* [WRITTEN TASK]
Write out the full listing again, exactly as it stands.

[Location annotation dataset excerpts]

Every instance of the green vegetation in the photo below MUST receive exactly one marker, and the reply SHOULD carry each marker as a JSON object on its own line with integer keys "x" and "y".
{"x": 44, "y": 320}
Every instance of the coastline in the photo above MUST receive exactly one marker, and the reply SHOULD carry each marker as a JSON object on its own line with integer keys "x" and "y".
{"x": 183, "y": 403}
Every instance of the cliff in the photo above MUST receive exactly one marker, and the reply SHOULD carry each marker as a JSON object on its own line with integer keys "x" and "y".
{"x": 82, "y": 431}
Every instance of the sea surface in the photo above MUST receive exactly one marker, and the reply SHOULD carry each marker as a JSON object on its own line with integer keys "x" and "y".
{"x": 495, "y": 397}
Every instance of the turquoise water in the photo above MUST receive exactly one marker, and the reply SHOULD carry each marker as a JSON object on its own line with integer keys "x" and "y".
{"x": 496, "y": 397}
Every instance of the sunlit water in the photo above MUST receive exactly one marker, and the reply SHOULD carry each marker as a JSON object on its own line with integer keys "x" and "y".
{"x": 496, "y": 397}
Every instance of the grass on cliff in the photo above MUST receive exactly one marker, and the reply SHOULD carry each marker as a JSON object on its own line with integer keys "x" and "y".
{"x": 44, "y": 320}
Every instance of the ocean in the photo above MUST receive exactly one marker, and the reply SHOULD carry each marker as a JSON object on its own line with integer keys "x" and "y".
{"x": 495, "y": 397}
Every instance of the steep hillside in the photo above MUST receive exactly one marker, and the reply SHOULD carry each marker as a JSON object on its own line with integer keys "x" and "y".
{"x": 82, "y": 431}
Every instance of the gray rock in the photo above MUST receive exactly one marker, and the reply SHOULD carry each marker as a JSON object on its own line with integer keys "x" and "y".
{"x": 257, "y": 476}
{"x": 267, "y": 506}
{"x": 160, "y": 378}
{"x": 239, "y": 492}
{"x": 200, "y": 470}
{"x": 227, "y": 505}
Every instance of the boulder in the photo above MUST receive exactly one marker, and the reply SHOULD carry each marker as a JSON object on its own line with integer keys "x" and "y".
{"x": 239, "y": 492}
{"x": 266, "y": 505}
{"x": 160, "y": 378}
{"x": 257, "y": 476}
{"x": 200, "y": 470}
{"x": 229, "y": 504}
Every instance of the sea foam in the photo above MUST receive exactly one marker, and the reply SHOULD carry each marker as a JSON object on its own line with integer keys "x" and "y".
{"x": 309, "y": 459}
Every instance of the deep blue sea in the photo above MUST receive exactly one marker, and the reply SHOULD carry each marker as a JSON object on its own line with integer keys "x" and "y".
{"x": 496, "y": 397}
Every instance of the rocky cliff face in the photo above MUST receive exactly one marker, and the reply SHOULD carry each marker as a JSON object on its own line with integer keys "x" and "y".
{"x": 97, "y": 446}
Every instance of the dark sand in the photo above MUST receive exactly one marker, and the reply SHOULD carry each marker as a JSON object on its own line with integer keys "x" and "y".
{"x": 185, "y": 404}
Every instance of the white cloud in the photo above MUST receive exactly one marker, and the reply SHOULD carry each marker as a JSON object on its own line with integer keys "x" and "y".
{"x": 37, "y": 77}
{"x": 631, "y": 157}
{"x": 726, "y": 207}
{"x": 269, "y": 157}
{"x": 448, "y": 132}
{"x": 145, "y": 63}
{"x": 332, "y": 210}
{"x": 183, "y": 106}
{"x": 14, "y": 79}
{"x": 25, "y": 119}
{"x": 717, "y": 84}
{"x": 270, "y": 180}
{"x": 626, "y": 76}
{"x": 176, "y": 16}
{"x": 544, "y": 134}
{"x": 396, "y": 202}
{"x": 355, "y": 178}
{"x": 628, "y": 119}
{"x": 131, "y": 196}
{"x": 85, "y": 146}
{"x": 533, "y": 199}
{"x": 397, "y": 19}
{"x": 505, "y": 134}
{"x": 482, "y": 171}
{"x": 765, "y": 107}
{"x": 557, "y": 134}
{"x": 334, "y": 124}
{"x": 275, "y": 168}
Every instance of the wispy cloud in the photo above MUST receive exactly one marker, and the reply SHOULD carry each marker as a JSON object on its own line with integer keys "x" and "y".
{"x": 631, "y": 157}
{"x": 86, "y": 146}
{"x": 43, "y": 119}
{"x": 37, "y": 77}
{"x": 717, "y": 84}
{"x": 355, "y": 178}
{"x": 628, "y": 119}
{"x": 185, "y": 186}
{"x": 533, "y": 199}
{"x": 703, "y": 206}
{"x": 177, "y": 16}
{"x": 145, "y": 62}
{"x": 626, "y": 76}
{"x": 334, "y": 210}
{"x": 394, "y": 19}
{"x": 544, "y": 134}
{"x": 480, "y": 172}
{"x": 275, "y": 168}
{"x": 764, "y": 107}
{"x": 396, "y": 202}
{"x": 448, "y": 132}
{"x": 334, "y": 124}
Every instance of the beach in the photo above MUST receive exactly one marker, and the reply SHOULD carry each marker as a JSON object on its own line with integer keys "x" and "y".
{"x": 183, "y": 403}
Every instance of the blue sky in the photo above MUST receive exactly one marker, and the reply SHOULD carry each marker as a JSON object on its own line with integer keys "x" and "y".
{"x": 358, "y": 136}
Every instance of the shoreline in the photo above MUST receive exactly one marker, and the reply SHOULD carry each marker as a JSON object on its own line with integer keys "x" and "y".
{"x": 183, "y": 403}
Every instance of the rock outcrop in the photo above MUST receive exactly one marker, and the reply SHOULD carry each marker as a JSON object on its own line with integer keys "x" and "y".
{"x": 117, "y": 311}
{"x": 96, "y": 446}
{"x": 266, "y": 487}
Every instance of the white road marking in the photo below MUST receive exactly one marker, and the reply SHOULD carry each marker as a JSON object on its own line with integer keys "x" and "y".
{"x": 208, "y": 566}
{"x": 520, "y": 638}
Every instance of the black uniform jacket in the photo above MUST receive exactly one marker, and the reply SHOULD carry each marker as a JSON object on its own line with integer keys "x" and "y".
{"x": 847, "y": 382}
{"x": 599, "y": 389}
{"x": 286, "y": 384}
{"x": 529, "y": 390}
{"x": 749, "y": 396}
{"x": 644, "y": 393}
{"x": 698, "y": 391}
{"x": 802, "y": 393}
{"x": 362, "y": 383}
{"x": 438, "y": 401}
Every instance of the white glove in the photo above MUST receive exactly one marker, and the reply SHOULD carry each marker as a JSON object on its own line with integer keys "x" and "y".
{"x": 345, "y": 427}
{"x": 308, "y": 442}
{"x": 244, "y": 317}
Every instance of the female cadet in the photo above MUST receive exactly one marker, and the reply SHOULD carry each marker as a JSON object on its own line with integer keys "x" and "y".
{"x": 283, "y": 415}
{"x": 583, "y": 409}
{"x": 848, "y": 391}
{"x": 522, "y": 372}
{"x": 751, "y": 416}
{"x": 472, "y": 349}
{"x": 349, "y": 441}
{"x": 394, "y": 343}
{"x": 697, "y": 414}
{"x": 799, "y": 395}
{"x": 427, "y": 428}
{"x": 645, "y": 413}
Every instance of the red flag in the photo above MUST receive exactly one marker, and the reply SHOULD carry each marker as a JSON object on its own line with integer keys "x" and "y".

* [ANSWER FOR THIS EXERCISE]
Every instance of the green vegetation in the photo below MUST receive exactly one marker, and the reply SHOULD carry each marker as a JSON object on its own line with integer keys "x" and "y".
{"x": 44, "y": 320}
Every instance of the coastline in the photo above MUST receive exactly one marker, and the reply SHOULD carry each marker as a JSON object on its own line with integer keys "x" and "y".
{"x": 183, "y": 403}
Every instance of the cliff in the photo above MUST receive exactly one marker, and the reply SHOULD carry each marker as a JSON object on its own line with integer keys "x" and "y".
{"x": 82, "y": 431}
Every instance of the sea surface in the photo above MUST receive exactly one marker, and the reply SHOULD carry each marker as a JSON object on its own line with integer keys "x" and "y".
{"x": 495, "y": 397}
Every instance of the turquoise water in the photo above MUST receive exactly one marker, and the reply SHOULD carry each marker as a JSON object on its own line with integer keys "x" and "y".
{"x": 496, "y": 397}
Every instance of the sunlit water in the photo above MUST receive exactly one marker, and the reply SHOULD carry each marker as a JSON object on its own line with integer keys "x" and "y".
{"x": 496, "y": 397}
Every instance of the grass on cliff in the photo above MUST receive exactly one marker, and the reply SHOULD carry each marker as a JSON object on its own line with integer keys "x" and "y".
{"x": 44, "y": 320}
Every instance of the ocean in the photo above MUST receive exactly one marker, and the reply SHOULD carry each marker as a JSON object on its own line with integer keys "x" and "y".
{"x": 495, "y": 397}
Every instance of the steep hillside in the photo above MUST receive exactly one marker, and the reply SHOULD carry each marker as a JSON object on its own line with integer keys "x" and "y".
{"x": 82, "y": 431}
Every instance of the gray rock in the photo above MUST receive exactly one marker, and the reply SHOULD carry each marker as a JSON object on its own line with integer keys "x" and "y".
{"x": 257, "y": 476}
{"x": 267, "y": 506}
{"x": 160, "y": 378}
{"x": 239, "y": 492}
{"x": 200, "y": 470}
{"x": 227, "y": 505}
Every instance of the boulder in the photo above MUST receive exactly one marker, and the reply SHOULD carry each marker as a JSON object on its own line with integer keys "x" and "y".
{"x": 239, "y": 492}
{"x": 266, "y": 505}
{"x": 160, "y": 378}
{"x": 257, "y": 476}
{"x": 200, "y": 470}
{"x": 229, "y": 504}
Every instance of the sea foam in the photo above MUST receive exactly one marker, and the reply SHOULD carry each marker as a JSON object on its own line with integer keys "x" and "y".
{"x": 309, "y": 459}
Every instance of the deep blue sea in the photo above MUST receive exactly one marker, and the reply SHOULD carry each marker as a JSON object on its own line with integer keys "x" and "y".
{"x": 496, "y": 397}
Every instance of the rocky cliff face in the photo above MUST receive exactly one marker, and the reply SHOULD carry each marker as a JSON object on its own line with integer keys "x" and "y".
{"x": 97, "y": 446}
Every instance of the dark sand in the photo above MUST receive exactly one marker, and the reply SHOULD carry each marker as a JSON object on its own line with integer keys "x" and "y".
{"x": 185, "y": 404}
Every instance of the white cloud in the photo above MUST receive exactly one marker, and the reply SHOULD carry each marker as a JSON object on its own line with integer keys "x" and "y".
{"x": 37, "y": 77}
{"x": 631, "y": 157}
{"x": 726, "y": 207}
{"x": 269, "y": 157}
{"x": 448, "y": 132}
{"x": 145, "y": 63}
{"x": 332, "y": 210}
{"x": 183, "y": 106}
{"x": 14, "y": 79}
{"x": 25, "y": 119}
{"x": 717, "y": 84}
{"x": 270, "y": 180}
{"x": 626, "y": 76}
{"x": 176, "y": 16}
{"x": 544, "y": 134}
{"x": 396, "y": 202}
{"x": 355, "y": 178}
{"x": 628, "y": 119}
{"x": 131, "y": 196}
{"x": 85, "y": 146}
{"x": 533, "y": 199}
{"x": 397, "y": 19}
{"x": 505, "y": 134}
{"x": 482, "y": 171}
{"x": 765, "y": 107}
{"x": 557, "y": 134}
{"x": 334, "y": 124}
{"x": 275, "y": 168}
Every instance of the wispy cloud in the photo above MUST receive exactly one marker, and the reply SHOULD carry each marker as a JSON object on its own line with integer keys "x" and "y".
{"x": 631, "y": 157}
{"x": 86, "y": 146}
{"x": 43, "y": 119}
{"x": 37, "y": 77}
{"x": 717, "y": 84}
{"x": 355, "y": 178}
{"x": 628, "y": 119}
{"x": 185, "y": 186}
{"x": 533, "y": 199}
{"x": 703, "y": 206}
{"x": 177, "y": 16}
{"x": 145, "y": 62}
{"x": 626, "y": 76}
{"x": 334, "y": 210}
{"x": 394, "y": 19}
{"x": 544, "y": 134}
{"x": 480, "y": 172}
{"x": 275, "y": 168}
{"x": 764, "y": 107}
{"x": 396, "y": 202}
{"x": 448, "y": 132}
{"x": 334, "y": 124}
Every instance of the beach in the photo above MUST receive exactly one marker, and the reply SHOULD carry each marker as a JSON object on its own line with integer keys "x" and "y".
{"x": 183, "y": 403}
Every instance of the blue sky in the photo above MUST receive exactly one marker, and the reply SHOULD carry each marker as a JSON object on its own line with integer keys "x" and "y".
{"x": 358, "y": 136}
Every instance of the shoreline in the photo above MUST receive exactly one marker, and the reply SHOULD carry each marker as a JSON object on its own line with integer keys "x" and "y".
{"x": 183, "y": 403}
Every instance of the rock outcrop in the photo above MUST receive exactly one marker, and the reply SHOULD carry each marker as a JSON object on its own line with integer keys "x" and "y".
{"x": 117, "y": 311}
{"x": 96, "y": 446}
{"x": 266, "y": 487}
Every instance of the white road marking in the photo below MUST receive exactly one marker, and the reply SHOULD carry each marker as a JSON object on its own line with integer keys "x" and "y".
{"x": 208, "y": 566}
{"x": 520, "y": 638}
Every instance of the black uniform jacket in the photo above MUST receive exactly one marker, and the reply SHOULD carry each marker as a JSON object on its own line with integer keys "x" and "y".
{"x": 847, "y": 382}
{"x": 599, "y": 389}
{"x": 286, "y": 384}
{"x": 529, "y": 390}
{"x": 749, "y": 396}
{"x": 644, "y": 393}
{"x": 698, "y": 391}
{"x": 802, "y": 393}
{"x": 362, "y": 383}
{"x": 438, "y": 401}
Every instance of the white glove in the photo above MUST receive exactly one marker, and the reply SHOULD carry each marker as a JSON object on its own line with integer keys "x" and "y".
{"x": 345, "y": 427}
{"x": 308, "y": 442}
{"x": 244, "y": 317}
Every instance of the female cadet in the photo above MUST receive exactly one marker, and the reply SHOULD carry each marker as a JSON object on its own line with integer keys "x" and "y".
{"x": 283, "y": 415}
{"x": 583, "y": 409}
{"x": 848, "y": 391}
{"x": 522, "y": 372}
{"x": 751, "y": 416}
{"x": 472, "y": 349}
{"x": 349, "y": 441}
{"x": 394, "y": 343}
{"x": 697, "y": 414}
{"x": 799, "y": 395}
{"x": 427, "y": 428}
{"x": 645, "y": 413}
Every instance of the red flag in the photo above MUST receive exactly one marker, and the reply SHOULD carry each marker as a JSON object on its own line with integer keys "x" and "y".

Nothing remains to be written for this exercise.